▶ **ПОСТАВЛЕННАЯ ЗАДАЧА**
Переименуйте во всех записях «high heel shoe» в «stiletto shoe» и приведите записи заново, больше ничего в них не меняя.

▶ **ЗАПИСИ ДЛЯ ОБРАБОТКИ**
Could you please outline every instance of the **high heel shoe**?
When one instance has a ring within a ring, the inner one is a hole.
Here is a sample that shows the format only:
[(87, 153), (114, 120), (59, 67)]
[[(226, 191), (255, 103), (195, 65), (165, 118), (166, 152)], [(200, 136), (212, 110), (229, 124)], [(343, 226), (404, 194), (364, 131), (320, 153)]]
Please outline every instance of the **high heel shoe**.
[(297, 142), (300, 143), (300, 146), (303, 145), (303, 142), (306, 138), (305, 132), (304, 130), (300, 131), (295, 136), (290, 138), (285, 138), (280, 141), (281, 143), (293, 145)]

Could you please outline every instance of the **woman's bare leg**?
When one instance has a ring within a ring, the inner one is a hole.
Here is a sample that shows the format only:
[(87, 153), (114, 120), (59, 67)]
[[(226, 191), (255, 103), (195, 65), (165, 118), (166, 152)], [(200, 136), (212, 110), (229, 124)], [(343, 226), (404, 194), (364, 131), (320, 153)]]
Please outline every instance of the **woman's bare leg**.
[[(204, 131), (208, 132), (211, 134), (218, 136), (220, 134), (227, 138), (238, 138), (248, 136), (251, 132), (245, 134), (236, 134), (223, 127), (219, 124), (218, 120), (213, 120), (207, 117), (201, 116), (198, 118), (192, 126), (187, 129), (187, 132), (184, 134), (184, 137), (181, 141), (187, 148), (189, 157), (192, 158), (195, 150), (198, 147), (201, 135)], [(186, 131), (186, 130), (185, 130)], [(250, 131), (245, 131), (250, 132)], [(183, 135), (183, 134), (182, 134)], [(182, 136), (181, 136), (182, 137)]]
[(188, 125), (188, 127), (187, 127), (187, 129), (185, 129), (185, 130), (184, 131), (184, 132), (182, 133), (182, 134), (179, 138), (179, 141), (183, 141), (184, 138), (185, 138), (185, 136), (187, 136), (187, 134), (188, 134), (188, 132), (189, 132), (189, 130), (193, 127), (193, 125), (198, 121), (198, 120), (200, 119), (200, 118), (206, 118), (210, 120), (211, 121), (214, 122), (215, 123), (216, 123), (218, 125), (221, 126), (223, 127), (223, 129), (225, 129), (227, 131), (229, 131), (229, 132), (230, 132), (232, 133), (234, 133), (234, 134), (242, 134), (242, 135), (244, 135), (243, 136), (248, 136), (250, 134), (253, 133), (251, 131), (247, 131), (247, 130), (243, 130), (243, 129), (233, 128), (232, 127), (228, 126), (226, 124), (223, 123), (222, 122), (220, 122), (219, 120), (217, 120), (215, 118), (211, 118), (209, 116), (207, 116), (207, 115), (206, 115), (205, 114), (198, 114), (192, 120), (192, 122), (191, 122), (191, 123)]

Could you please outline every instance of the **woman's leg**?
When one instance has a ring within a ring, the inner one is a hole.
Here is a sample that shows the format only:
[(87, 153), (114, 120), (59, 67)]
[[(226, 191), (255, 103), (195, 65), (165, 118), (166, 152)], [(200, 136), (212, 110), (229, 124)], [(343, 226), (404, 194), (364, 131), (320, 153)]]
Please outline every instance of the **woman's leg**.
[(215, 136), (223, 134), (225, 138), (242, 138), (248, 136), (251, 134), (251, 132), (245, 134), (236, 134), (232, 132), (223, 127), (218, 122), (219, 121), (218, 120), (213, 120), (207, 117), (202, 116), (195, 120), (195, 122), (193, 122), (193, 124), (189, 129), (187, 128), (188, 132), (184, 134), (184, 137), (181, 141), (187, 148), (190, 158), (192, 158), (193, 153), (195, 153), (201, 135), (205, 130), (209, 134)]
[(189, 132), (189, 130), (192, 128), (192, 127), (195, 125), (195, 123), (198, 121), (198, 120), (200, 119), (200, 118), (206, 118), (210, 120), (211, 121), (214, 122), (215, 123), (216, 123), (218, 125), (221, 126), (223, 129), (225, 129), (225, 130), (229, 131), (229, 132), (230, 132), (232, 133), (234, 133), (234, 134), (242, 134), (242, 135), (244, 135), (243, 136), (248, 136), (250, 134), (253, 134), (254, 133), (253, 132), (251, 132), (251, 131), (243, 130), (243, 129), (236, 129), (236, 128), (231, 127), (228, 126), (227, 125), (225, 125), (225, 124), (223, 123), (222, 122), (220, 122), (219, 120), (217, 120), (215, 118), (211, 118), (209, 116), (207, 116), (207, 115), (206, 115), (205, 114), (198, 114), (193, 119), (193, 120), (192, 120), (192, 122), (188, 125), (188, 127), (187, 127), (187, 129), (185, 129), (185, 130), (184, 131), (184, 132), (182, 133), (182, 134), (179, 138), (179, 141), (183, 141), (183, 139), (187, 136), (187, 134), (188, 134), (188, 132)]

▶ **ОТВЕТ НА ЗАДАЧУ**
Could you please outline every instance of the **stiletto shoe**?
When one instance has a ring within a ring, the inner one is a hole.
Here is a sample that shows the format only:
[(87, 153), (114, 120), (59, 67)]
[[(226, 191), (255, 103), (195, 65), (165, 118), (166, 152)], [(200, 136), (212, 110), (229, 124)], [(343, 226), (404, 194), (364, 131), (320, 153)]]
Please outline every instance of the **stiletto shoe**.
[(297, 142), (300, 143), (300, 146), (303, 145), (303, 142), (306, 138), (305, 132), (304, 130), (300, 131), (295, 136), (290, 138), (285, 138), (280, 141), (281, 143), (293, 145)]

Could you please outline every instance of the **woman's bare leg**?
When one instance has a ring within a ring, the inner one is a hole.
Here is a sample that shows the format only:
[(87, 153), (114, 120), (59, 67)]
[[(226, 191), (255, 103), (195, 65), (165, 118), (166, 152)], [(200, 136), (212, 110), (229, 124)], [(343, 226), (404, 194), (364, 131), (320, 153)]]
Please outline every instance of the **woman's bare leg**.
[[(204, 131), (208, 132), (211, 134), (218, 136), (220, 134), (227, 138), (238, 138), (248, 136), (251, 132), (245, 134), (236, 134), (223, 127), (219, 124), (218, 120), (213, 120), (207, 117), (201, 116), (198, 118), (192, 126), (187, 129), (187, 132), (184, 134), (184, 137), (181, 141), (187, 148), (189, 157), (192, 158), (195, 150), (198, 147), (201, 135)], [(186, 131), (186, 130), (185, 130)], [(250, 131), (245, 131), (250, 132)], [(183, 135), (183, 134), (182, 134)], [(182, 136), (181, 136), (182, 137)]]
[(188, 125), (188, 127), (187, 127), (187, 129), (185, 129), (185, 130), (184, 131), (184, 132), (182, 133), (182, 134), (179, 138), (179, 141), (183, 141), (184, 138), (185, 138), (185, 136), (187, 136), (187, 134), (188, 134), (188, 132), (189, 132), (189, 130), (193, 127), (193, 125), (198, 121), (198, 120), (200, 119), (200, 118), (206, 118), (210, 120), (211, 121), (214, 122), (215, 123), (216, 123), (218, 125), (221, 126), (223, 127), (223, 129), (225, 129), (227, 131), (229, 131), (229, 132), (230, 132), (232, 133), (234, 133), (234, 134), (242, 134), (242, 135), (244, 135), (243, 136), (248, 136), (250, 134), (253, 133), (251, 131), (247, 131), (247, 130), (243, 130), (243, 129), (233, 128), (232, 127), (228, 126), (226, 124), (223, 123), (222, 122), (220, 122), (219, 120), (217, 120), (215, 118), (211, 118), (209, 116), (207, 116), (207, 115), (206, 115), (205, 114), (198, 114), (192, 120), (192, 122), (191, 122), (191, 123)]

Could you please outline every instance of the **woman's leg**?
When one instance has a ring within a ring, the inner one is a hole.
Here is a sample that shows the format only:
[(87, 153), (114, 120), (59, 67)]
[[(226, 191), (255, 103), (195, 65), (165, 118), (166, 152)], [(200, 136), (212, 110), (229, 124)], [(343, 226), (404, 194), (364, 131), (320, 153)]]
Please outline every instance of the **woman's leg**.
[(215, 136), (223, 134), (225, 138), (242, 138), (248, 136), (251, 134), (251, 132), (245, 134), (236, 134), (232, 132), (223, 127), (218, 122), (219, 121), (218, 120), (213, 120), (207, 117), (202, 116), (195, 120), (195, 122), (193, 122), (193, 124), (189, 129), (187, 128), (188, 132), (184, 134), (184, 137), (181, 141), (187, 148), (190, 158), (192, 158), (193, 153), (195, 153), (201, 135), (205, 130), (209, 134)]
[(189, 132), (189, 130), (192, 128), (192, 127), (195, 125), (195, 123), (198, 121), (198, 120), (200, 119), (200, 118), (206, 118), (210, 120), (211, 121), (214, 122), (215, 123), (216, 123), (218, 125), (221, 126), (223, 129), (225, 129), (225, 130), (229, 131), (229, 132), (230, 132), (232, 133), (234, 133), (234, 134), (242, 134), (242, 135), (244, 135), (243, 136), (248, 136), (250, 134), (253, 134), (254, 133), (253, 132), (251, 132), (251, 131), (243, 130), (243, 129), (236, 129), (236, 128), (231, 127), (228, 126), (227, 125), (225, 125), (225, 124), (223, 123), (222, 122), (220, 122), (219, 120), (217, 120), (215, 118), (211, 118), (209, 116), (207, 116), (207, 115), (206, 115), (205, 114), (198, 114), (193, 119), (193, 120), (192, 120), (192, 122), (188, 125), (188, 127), (187, 127), (187, 129), (185, 129), (185, 130), (184, 131), (184, 132), (182, 133), (182, 134), (179, 138), (179, 141), (183, 141), (183, 139), (187, 136), (187, 134), (188, 134), (188, 132)]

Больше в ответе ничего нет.